> [Requirement] Restate the data exactly, with nothing altered.

--- Raw data Enclosed Below ---

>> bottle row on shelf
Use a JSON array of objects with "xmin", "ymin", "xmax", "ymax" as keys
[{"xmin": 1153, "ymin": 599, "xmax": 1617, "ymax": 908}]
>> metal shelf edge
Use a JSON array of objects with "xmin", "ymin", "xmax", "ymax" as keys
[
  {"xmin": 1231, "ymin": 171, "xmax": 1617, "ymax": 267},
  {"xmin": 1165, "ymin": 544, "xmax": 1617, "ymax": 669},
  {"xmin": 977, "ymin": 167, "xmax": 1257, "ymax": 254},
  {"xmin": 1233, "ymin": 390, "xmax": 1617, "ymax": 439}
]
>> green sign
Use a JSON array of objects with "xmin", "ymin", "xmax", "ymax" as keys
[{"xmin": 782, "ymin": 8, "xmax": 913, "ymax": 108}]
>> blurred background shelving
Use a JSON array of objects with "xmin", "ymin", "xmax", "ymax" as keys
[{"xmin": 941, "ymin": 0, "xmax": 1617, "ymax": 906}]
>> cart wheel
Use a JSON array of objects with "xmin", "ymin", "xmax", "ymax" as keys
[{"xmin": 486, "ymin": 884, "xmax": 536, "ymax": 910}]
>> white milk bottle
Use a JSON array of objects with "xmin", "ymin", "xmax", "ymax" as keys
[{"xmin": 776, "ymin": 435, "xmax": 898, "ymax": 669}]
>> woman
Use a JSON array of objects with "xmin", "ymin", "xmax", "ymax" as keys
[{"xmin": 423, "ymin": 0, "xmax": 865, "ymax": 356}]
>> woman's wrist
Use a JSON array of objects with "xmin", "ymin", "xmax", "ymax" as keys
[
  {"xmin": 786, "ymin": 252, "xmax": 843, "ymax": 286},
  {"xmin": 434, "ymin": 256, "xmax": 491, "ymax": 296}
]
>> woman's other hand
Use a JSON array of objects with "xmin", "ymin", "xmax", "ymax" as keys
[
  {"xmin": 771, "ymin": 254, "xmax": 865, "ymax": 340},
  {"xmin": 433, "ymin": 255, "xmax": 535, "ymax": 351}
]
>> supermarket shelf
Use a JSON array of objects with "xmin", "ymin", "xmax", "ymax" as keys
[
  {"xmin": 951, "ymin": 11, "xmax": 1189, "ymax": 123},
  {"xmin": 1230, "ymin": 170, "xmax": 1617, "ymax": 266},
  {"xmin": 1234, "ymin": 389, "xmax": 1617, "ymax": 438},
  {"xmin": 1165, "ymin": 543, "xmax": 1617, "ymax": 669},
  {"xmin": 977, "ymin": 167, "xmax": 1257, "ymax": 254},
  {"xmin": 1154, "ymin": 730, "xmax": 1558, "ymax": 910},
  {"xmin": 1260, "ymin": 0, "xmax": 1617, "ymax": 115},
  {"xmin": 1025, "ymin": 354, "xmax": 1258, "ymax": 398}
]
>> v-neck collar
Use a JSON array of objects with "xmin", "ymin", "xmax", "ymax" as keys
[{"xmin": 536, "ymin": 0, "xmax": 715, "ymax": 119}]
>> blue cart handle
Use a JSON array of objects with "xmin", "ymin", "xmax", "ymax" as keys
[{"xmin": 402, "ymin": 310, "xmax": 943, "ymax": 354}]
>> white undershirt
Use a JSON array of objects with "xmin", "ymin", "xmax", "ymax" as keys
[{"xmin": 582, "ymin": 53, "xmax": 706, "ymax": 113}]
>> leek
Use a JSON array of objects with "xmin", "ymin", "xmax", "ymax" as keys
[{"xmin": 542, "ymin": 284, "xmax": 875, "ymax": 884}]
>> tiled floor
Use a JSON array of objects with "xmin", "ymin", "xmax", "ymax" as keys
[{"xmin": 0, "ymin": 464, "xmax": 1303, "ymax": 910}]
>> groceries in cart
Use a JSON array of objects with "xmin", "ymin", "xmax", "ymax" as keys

--- End of Enclosed Raw data ---

> [Answer to this task]
>> bottle row on shelf
Use a JSON array of objects with "xmin", "ymin", "xmax", "ymax" as keys
[{"xmin": 1153, "ymin": 599, "xmax": 1617, "ymax": 908}]
>> metal shelf edge
Use a JSON array of objects with "xmin", "ymin", "xmax", "ymax" as keys
[
  {"xmin": 1231, "ymin": 171, "xmax": 1617, "ymax": 267},
  {"xmin": 1165, "ymin": 544, "xmax": 1617, "ymax": 669},
  {"xmin": 977, "ymin": 167, "xmax": 1257, "ymax": 254},
  {"xmin": 1233, "ymin": 390, "xmax": 1617, "ymax": 439}
]
>> green sign
Use a JSON array of objects with "xmin", "ymin", "xmax", "ymax" as keys
[{"xmin": 782, "ymin": 8, "xmax": 913, "ymax": 108}]
>> blurred background shelving
Use a JSON array of objects with "xmin", "ymin", "xmax", "ymax" as keys
[{"xmin": 941, "ymin": 0, "xmax": 1617, "ymax": 906}]
>> cart wheel
Use a JSON array of objects with "xmin", "ymin", "xmax", "ymax" as keys
[{"xmin": 486, "ymin": 884, "xmax": 536, "ymax": 910}]
>> white milk bottle
Use a JSON array of objects with "xmin", "ymin", "xmax", "ymax" as keys
[{"xmin": 776, "ymin": 435, "xmax": 898, "ymax": 669}]
>> woman
Use a JSON array of objects with "xmin", "ymin", "xmax", "ymax" as keys
[{"xmin": 423, "ymin": 0, "xmax": 865, "ymax": 356}]
>> woman's wrist
Use a JSON array of objects with "xmin", "ymin", "xmax", "ymax" as keys
[
  {"xmin": 786, "ymin": 252, "xmax": 843, "ymax": 286},
  {"xmin": 434, "ymin": 256, "xmax": 491, "ymax": 296}
]
>> woman's other hand
Use a JSON array of objects with "xmin", "ymin", "xmax", "ymax" as keys
[
  {"xmin": 771, "ymin": 254, "xmax": 865, "ymax": 340},
  {"xmin": 433, "ymin": 255, "xmax": 535, "ymax": 351}
]
>> supermarket shelf
Use a JSON array of objects with "xmin", "ymin", "xmax", "ymax" as keys
[
  {"xmin": 951, "ymin": 11, "xmax": 1189, "ymax": 123},
  {"xmin": 1230, "ymin": 170, "xmax": 1617, "ymax": 266},
  {"xmin": 1234, "ymin": 389, "xmax": 1617, "ymax": 438},
  {"xmin": 1165, "ymin": 543, "xmax": 1617, "ymax": 669},
  {"xmin": 977, "ymin": 167, "xmax": 1257, "ymax": 254},
  {"xmin": 1154, "ymin": 730, "xmax": 1558, "ymax": 910},
  {"xmin": 1260, "ymin": 0, "xmax": 1617, "ymax": 115},
  {"xmin": 1025, "ymin": 354, "xmax": 1258, "ymax": 398}
]
>> v-neck collar
Use a JSON array of objects with "xmin", "ymin", "xmax", "ymax" as keys
[{"xmin": 536, "ymin": 0, "xmax": 715, "ymax": 119}]
>> blue cart handle
Use a JSON array of objects with "xmin", "ymin", "xmax", "ymax" as keys
[{"xmin": 402, "ymin": 310, "xmax": 943, "ymax": 354}]
>> white undershirt
Use a JSON array of objects with "xmin", "ymin", "xmax", "ymax" as keys
[{"xmin": 582, "ymin": 53, "xmax": 706, "ymax": 113}]
>> leek
Use a JSON array of objects with "xmin", "ymin", "xmax", "ymax" as keys
[{"xmin": 542, "ymin": 284, "xmax": 875, "ymax": 884}]
>> tiled floor
Use a JSON array of objects with "xmin", "ymin", "xmax", "ymax" as keys
[{"xmin": 0, "ymin": 464, "xmax": 1303, "ymax": 910}]
>> groceries in cart
Use a JSON array of objects with "xmin", "ymin", "xmax", "ymax" as keys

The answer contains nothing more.